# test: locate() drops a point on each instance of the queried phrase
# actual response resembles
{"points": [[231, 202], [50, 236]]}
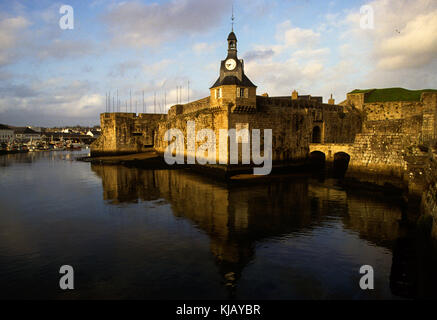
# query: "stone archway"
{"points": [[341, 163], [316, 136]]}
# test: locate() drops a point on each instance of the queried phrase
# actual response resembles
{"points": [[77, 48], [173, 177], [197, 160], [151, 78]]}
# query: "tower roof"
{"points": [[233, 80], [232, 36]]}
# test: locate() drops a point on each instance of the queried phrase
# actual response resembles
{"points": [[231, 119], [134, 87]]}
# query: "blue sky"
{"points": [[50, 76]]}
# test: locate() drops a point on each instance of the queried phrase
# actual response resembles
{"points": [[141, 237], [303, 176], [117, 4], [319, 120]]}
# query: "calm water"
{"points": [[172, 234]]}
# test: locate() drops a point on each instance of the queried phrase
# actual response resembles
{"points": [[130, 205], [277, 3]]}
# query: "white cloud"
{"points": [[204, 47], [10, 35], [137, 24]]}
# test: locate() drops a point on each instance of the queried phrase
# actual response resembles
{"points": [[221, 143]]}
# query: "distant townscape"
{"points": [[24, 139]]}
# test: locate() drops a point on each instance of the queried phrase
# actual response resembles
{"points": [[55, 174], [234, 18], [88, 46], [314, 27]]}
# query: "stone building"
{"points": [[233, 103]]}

● **Problem details**:
What you should produce is an exact copy of the records, with the pictures left out.

● **Solution to this task**:
# test: locate() drops a point on each instance of the queried phrase
# actual response resembles
{"points": [[231, 202], [50, 236]]}
# query: "stone archway"
{"points": [[341, 163], [316, 136]]}
# test: locate() drops a point on each instance of the queried phrase
# actual response resembles
{"points": [[77, 48], [173, 177], [197, 160], [151, 78]]}
# query: "tower roof"
{"points": [[233, 80], [232, 36]]}
# test: locate() drops a point on each instance of the queried phrase
# actual response resembles
{"points": [[231, 119], [134, 87]]}
# query: "blue sky"
{"points": [[50, 76]]}
# test: locate() drops a point on each instance of the queried phrase
# actual response resembles
{"points": [[141, 237], [303, 176], [117, 4], [319, 120]]}
# query: "calm water"
{"points": [[172, 234]]}
# test: locate() drops a point on each instance of the queried phrase
# actual response resembles
{"points": [[130, 205], [277, 3]]}
# query: "white cloud"
{"points": [[204, 47], [10, 35], [137, 24]]}
# test: locate() drops a point on each instance of the queried phrase
# actual response resembles
{"points": [[221, 143]]}
# query: "distant townscape"
{"points": [[24, 139]]}
# test: locate() drops a point on each instance of the queried phrase
# actual response resembles
{"points": [[55, 174], [234, 18], [88, 46], [314, 27]]}
# query: "stone building"
{"points": [[233, 103]]}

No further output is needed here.